"If the team is so bad, then why do you keep following them?"
"Because....I have no choice."
--Typical conversation between a regular human being and a Cleveland Browns fan.
Sports fanhood is quite possibly the most fascinating disease in the human psyche. From your budding childhood years, you are told to pick one sports team, and follow that team to your grave. You are not allowed to deviate from that path, and woe be unto to you if you do. It's unlike any other fandom out there. Political leanings are fluid; you may change your views over the years and life experience, and no one will think less of you for it. In the nerdier circles of comic books, video games and anime, there's no shame in jumping ship if your once-beloved work goes downhill. I've experienced this myself once the Final Fantasy series went to hell. Enjoy the older games, ignore the crap being churned out now.
The sports fandom is a different beast. To say that your loyalties are faltering will raise eyebrows. To even suggest that you may abandon the team entirely will rile up pitchforks and torches. Why is this? Why are we more lenient with devotion to other areas of entertainment, yet our sports loyalties are written in stone?
It's something that has always puzzled me, and after a lazy night of archive trawling through Field Gulls, a certain John Morgan podcast may have given me the answer, however unsatisfactory it is. Our football fandom is indeed like a family. It's dysfunctional, chaotic, stressful, and filled with people you'd otherwise want nothing to do with, but in the end, it's still a family. And like any family, they shun those who would dare to stray from it.
Unlike a family, however, our connection with the Seahawks is entirely passive. We don't make the decisions that build the team; hell, we don't even influence the people that make those decisions. We debate and argue and spittle at each other over what the team should do, without the power do actually do any of those things. Ask me again how this is different from comic book enthusiasts arguing over how Christopher Nolan should handle the new Batman movie?

### WHAT YOU NEED TO DO:
(a) According to the essay on sports fandom, why is the connection with the Seahawks unlike a family? Answer in one to three sentences.
(b) Write out the passage of the sports fandom essay between "The sports fandom" and "written in stone?", inclusive.
(c) Extend the essay on sports fandom, picking up after its final sentence.
The data after this point have no connection to the essay on sports fandom.

Natural language region descriptions
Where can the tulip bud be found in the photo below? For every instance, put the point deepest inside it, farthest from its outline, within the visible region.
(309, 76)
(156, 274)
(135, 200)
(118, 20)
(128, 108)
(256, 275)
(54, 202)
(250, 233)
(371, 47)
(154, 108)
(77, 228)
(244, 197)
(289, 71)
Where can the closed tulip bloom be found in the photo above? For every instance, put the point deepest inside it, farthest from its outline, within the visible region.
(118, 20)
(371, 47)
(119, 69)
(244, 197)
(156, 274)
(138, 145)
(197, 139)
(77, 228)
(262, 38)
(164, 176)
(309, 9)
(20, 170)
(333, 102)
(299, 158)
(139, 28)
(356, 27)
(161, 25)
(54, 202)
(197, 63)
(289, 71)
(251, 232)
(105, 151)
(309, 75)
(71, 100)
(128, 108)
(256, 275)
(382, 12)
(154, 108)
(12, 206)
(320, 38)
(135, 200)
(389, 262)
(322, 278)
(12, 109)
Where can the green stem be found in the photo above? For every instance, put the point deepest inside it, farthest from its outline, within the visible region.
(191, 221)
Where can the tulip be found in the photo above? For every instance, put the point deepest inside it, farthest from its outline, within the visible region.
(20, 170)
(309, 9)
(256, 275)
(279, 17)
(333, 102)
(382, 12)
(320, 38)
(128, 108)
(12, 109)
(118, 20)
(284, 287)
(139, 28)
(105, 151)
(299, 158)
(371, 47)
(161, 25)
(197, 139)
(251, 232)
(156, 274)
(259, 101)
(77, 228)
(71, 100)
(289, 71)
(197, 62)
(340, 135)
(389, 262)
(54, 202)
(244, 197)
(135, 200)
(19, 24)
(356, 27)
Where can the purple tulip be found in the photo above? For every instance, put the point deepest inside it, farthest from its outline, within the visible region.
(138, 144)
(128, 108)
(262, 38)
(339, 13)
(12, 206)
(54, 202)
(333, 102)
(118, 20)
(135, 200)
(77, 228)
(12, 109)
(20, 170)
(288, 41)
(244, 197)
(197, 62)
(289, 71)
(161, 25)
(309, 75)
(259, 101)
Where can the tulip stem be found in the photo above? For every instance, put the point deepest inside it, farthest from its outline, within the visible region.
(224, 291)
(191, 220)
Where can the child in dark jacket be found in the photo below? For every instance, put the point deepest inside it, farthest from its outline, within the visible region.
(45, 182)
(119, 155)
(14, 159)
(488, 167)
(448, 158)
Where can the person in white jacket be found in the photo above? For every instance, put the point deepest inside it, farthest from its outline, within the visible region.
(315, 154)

### OUTPUTS BY TASK:
(a) The connection is entirely passive. Fans don't make the decisions that build the team and don't even influence the people who make those decisions. They argue over what the team should do without the power to actually do any of it.

(b)
The sports fandom is a different beast. To say that your loyalties are faltering will raise eyebrows. To even suggest that you may abandon the team entirely will rile up pitchforks and torches. Why is this? Why are we more lenient with devotion to other areas of entertainment, yet our sports loyalties are written in stone?

(c)
We support our team because....no reason, really. Most of us grew up in the Pacific Northwest, the Seahawks were closest, so we watched them. A "happy accident", as Bob Ross would say. Now grown men, we continue to watch and support this team out of habit. But oh, what a cancerous habit it is. Trading cards, autographs, sound bites, mock drafts, tape analysis and pointless chest-thumping about how you're a "real fan." Real fan, you say? So you were lucky enough to be born 20 years before me and rich enough to buy season tickets? What do you want, a fucking medal? Here's one. It's made out of all the money you wasted.
And yet, we continue to do it. We continue to watch this team, blog about it, and spend way too much time thinking about it, long after when it becomes cute. People say that team loyalty is "in our blood." I disagree. It's in our brain. A massive, malignant tumor in our brain that will never go away. It's the biggest disease in our body. We will never be rid of it. We will curse it every day of our lives. And we will die if it is removed.
And we will enjoy every goddamn second of it.